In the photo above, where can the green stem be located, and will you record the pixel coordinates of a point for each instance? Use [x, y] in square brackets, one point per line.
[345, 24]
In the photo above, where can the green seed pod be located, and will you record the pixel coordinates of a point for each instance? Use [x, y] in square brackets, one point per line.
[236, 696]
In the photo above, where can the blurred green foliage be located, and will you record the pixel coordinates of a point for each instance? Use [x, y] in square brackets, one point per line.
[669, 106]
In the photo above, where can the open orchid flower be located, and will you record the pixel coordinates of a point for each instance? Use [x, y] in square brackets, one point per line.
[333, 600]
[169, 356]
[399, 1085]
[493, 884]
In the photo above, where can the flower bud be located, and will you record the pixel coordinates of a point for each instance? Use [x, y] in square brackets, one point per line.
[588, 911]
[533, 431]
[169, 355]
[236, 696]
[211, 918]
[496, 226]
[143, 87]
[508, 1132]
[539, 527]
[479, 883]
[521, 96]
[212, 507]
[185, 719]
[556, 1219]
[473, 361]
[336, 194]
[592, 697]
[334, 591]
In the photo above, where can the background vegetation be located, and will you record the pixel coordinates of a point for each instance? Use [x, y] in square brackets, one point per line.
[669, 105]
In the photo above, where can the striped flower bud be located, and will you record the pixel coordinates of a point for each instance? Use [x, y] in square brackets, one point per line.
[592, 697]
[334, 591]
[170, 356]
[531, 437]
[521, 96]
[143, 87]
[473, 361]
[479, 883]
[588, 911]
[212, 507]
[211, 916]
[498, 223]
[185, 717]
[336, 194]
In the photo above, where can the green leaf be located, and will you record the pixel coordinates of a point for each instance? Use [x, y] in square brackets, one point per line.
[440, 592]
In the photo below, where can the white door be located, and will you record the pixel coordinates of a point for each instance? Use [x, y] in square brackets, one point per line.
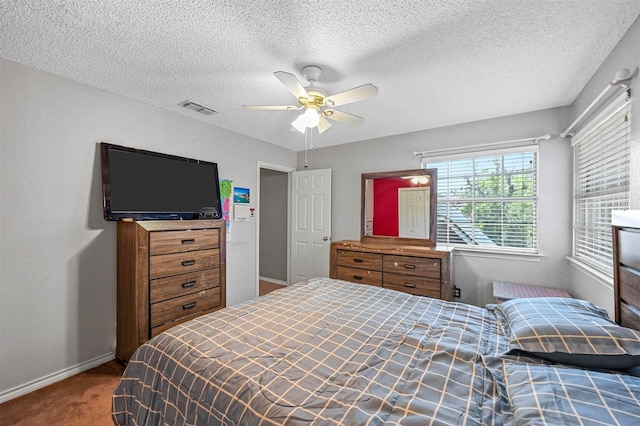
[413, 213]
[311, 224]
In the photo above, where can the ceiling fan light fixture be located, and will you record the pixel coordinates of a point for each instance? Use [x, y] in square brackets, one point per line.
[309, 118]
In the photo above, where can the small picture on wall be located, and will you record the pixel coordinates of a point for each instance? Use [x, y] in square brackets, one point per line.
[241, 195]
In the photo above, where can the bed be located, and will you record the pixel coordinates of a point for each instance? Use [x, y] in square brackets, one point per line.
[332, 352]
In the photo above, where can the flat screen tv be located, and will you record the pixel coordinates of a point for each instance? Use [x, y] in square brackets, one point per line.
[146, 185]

- _Activity_: Leaving the pictures behind, return every line above exactly.

- _Task response_:
In the photo above, where can the green stem be located, and will you record the pixel coordinates of a point for each instance? Use [x, y] in square brackets, one point per line.
[345, 24]
In the photo above, where can the green seed pod be located, and will you record the pixel coordinates of a point for each instance? Use [x, y] in square brackets, one point per line.
[236, 696]
In the photo above, where can the blurred green foliage be located, and will you record the pixel coordinates of a point for each instance? Use [x, y] in square brackets, one point per line.
[669, 106]
In the photo above, where can the open orchid flower be located, and will you record the pixel coordinates of a point for each instance? Use [x, y] in square brackets, one point per line.
[333, 600]
[169, 356]
[399, 1085]
[493, 884]
In the photo above, where can the flower bud be located, and will you record the pixel coordinates of a point for each instance? Use [x, y] in square brackets, one point per line.
[588, 911]
[533, 431]
[169, 355]
[236, 696]
[211, 918]
[496, 226]
[143, 87]
[508, 1132]
[539, 527]
[479, 883]
[521, 96]
[212, 507]
[185, 719]
[556, 1219]
[473, 361]
[336, 194]
[592, 697]
[334, 591]
In the photo above, where can the background vegetation be located, and will you record the pixel coordinates of a point for each instance? Use [x, y] in square brackets, one point per line.
[669, 105]
In the photo above, where can the striped flower bud be located, and will you record the pixel coordinates of a point for each instance? Use [x, y] in square brackets, one point per line.
[592, 697]
[334, 591]
[170, 356]
[531, 437]
[521, 96]
[143, 87]
[473, 361]
[479, 883]
[588, 911]
[212, 507]
[211, 916]
[498, 223]
[185, 717]
[336, 194]
In the photo above, where can the green leaf be located, and will you record the pixel coordinates of a point for each instance? Use [x, y] in square brackets, one point per line.
[440, 592]
In the photo below, where can the white door be located, and will you record the pixel coordinates of a point for each instance? Use [x, y] in square brackets, one point per line.
[413, 213]
[311, 224]
In the photo above, where can the ceiling fan light fixture be located, and will you record the pixel coordinates of a point for each instance? Use [x, y] in square brackets, one point per line.
[309, 118]
In the photo above, where can the small picture on wall be located, and will you record the pixel coordinates of a point for each instance? Use [x, y] in square brackets, one point per line.
[241, 195]
In the photo above, where can the bed be located, and will you record the pixel coordinates of a point for each instance? Use [x, y] in square brackets, one point per line.
[332, 352]
In the photo above, where can the flat screen tv be located, and will you record the pixel coordinates of a point for each instance? Use [x, y] in square brackets, one point per line.
[146, 185]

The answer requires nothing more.